#### [Texto]
De marcas lapidarias y otros trasuntos
Juan necesitaba ayuda para poner en orden las ideas que llevaba en su
zurrón, así que, ahora sí, dio un paso delante y llamó la atención de los
guardeses. Buscando charla y respuestas para sus interrogantes, dio los buenos
días aludiendo a los paisanos. Aquellos, como todo hijo del barro, la lumbre y
el tizón, a modo de sentencia y argumentando los mismos tenga usted, apenas emitieron
un ronquido sonoro. Creyendo que tendría que mendigar la conversación, decidió adelantarse,
doblar el edificio e inspeccionar su fábrica. Pero entonces, con incredulidad,
vio que los anfitriones, hasta entonces durmientes y todavía ajenos a sus demandas,
se transformaron en unos extraños cicerones. El uno, como trovador medieval,
desmenuzó con chascarrillos sus proezas y las ajenas, pero también enumeró cada
una de las cicatrices del templo. El otro, aún apocado, mantuvo la pauta
anterior limitándose a asentir. La iglesia es un lugar de culto, sí, pero organiza
la vida social de la comunidad y las desazones particulares, y es una puerta
permanentemente abierta entre el individuo y el plano de los espíritus. La
piedra, unas veces, es la firma personal que pervive en la memoria colectiva,
en otras es un pergamino donde se redacta un complejo manual de arquitectura,
pero la mayoría de las ocasiones es un oráculo donde se vuelcan las mayores
inquietudes del individuo, tanto las espirituales como las materiales. En el
cerco del templo, los parroquianos se arropan con la inefabilidad de la
tradición inmemorial. Y es tanto así, que en el lienzo de sus paredes se acumulan,
sin ninguna contradicción, espirales a la madre, lauburos y soles indoeuropeos,
herraduras y reticulares, alquerques, dameros y calvarios. Unos y otros se
suceden complementariamente y sin disrupción.
Pero el edificio, sus marcas lapidarias, más allá de caprichos estéticos
son reflejo de las ambiciones de la comunidad y sirven para cimentar sus valores.
En este camino con final no premeditado, hay quien desperdicia toda una vida
huyendo de la muerte, cuando, si se sabe convivir con ella, podría ganarse toda
una vida. Y así, apoyándose en el palique del uno y en las calladas del otro, las
piedras fueron liberando las entretelas de su talla. Como si se tratara de una
pizarra, cuando se exfolia en docenas de capas y dobleces, la roca comenzó a
desgranar sus historias.

#### [Tareas por realizar]
1) Responde a partir del texto sobre las marcas lapidarias:
(a) ¿Qué decidió hacer Juan al creer que tendría que mendigar la conversación?
(b) ¿Qué hizo el segundo de los anfitriones mientras el primero hablaba?
(c) ¿Qué signos se acumulan en el lienzo de las paredes del templo?
2) Reproduce sin cambios el fragmento del texto sobre las marcas lapidarias que va desde "Pero el edificio, sus" hasta "desgranar sus historias.".

#### [Datos]
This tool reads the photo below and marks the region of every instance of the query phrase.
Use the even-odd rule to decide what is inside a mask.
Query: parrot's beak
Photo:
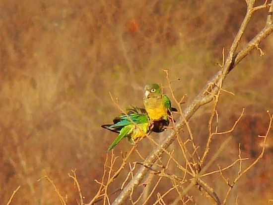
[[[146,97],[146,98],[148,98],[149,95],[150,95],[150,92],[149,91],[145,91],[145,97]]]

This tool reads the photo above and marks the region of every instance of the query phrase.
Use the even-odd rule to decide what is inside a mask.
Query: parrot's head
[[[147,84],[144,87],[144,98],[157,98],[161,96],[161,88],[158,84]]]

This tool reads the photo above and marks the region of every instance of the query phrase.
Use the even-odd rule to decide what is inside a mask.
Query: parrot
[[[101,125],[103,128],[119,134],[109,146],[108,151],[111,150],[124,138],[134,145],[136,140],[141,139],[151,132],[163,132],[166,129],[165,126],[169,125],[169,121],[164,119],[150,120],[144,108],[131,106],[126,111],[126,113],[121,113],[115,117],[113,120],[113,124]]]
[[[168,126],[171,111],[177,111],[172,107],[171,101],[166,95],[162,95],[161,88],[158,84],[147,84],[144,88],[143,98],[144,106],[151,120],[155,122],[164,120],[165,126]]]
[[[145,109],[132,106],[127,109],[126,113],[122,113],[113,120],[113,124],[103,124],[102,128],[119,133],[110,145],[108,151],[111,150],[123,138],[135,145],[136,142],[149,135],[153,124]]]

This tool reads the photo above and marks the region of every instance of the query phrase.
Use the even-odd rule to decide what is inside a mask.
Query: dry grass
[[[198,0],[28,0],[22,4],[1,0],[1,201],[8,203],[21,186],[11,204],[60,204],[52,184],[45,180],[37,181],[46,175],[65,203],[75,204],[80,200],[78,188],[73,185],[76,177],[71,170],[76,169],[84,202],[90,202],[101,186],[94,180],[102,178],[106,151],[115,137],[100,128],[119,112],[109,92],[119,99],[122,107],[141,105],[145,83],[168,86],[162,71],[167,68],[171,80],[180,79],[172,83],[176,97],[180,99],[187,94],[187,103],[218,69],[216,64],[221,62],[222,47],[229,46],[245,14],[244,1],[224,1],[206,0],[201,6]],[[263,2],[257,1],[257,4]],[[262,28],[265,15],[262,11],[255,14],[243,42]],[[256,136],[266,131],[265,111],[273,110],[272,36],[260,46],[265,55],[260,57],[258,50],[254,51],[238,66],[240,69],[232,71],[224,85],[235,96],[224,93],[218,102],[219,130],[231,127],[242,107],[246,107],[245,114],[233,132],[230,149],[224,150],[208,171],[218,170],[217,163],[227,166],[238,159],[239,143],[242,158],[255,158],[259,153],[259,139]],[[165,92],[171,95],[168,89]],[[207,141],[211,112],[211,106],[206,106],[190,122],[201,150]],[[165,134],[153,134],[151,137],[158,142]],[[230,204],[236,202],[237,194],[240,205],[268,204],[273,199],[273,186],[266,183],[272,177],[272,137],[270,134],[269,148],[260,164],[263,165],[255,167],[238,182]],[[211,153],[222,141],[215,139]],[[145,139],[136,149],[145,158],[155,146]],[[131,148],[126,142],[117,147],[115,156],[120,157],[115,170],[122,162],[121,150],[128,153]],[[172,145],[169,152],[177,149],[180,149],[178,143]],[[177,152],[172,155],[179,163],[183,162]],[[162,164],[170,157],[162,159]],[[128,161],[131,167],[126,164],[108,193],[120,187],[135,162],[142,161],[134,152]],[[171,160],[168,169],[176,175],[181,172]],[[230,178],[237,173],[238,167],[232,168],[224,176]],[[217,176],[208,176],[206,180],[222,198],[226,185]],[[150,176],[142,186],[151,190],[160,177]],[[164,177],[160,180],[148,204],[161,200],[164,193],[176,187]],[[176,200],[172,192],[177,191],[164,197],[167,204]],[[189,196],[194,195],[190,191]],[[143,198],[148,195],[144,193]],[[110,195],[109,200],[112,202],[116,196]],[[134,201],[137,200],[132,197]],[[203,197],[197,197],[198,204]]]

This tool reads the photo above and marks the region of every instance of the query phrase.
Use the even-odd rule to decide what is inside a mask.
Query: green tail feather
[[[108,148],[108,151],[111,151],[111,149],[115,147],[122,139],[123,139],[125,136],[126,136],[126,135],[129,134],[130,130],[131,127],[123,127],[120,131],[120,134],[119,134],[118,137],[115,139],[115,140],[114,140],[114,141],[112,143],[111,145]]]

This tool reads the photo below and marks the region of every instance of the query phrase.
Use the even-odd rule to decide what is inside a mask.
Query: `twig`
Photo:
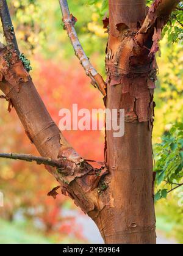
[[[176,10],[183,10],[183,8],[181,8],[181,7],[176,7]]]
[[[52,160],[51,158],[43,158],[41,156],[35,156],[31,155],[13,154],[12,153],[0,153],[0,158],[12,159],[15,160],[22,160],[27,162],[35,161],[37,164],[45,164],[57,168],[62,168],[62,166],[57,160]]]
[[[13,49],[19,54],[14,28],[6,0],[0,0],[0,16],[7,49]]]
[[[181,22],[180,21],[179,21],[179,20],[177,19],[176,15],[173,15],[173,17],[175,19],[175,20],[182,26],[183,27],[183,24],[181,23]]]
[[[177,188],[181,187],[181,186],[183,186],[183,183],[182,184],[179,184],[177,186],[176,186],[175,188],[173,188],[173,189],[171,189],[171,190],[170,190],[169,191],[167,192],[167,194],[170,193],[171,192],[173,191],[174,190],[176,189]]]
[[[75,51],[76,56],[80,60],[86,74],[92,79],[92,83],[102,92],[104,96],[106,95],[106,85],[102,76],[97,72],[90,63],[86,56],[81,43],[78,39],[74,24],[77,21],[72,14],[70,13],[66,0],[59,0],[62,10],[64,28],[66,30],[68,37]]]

#### [Respuestas completas]
1)
(a) Decidió adelantarse, doblar el edificio e inspeccionar su fábrica.
(b) Mantuvo la pauta anterior, limitándose a asentir.
(c) Espirales a la madre, lauburos y soles indoeuropeos, herraduras y reticulares, alquerques, dameros y calvarios.

2)
Pero el edificio, sus marcas lapidarias, más allá de caprichos estéticos
son reflejo de las ambiciones de la comunidad y sirven para cimentar sus valores.
En este camino con final no premeditado, hay quien desperdicia toda una vida
huyendo de la muerte, cuando, si se sabe convivir con ella, podría ganarse toda
una vida. Y así, apoyándose en el palique del uno y en las calladas del otro, las
piedras fueron liberando las entretelas de su talla. Como si se tratara de una
pizarra, cuando se exfolia en docenas de capas y dobleces, la roca comenzó a
desgranar sus historias.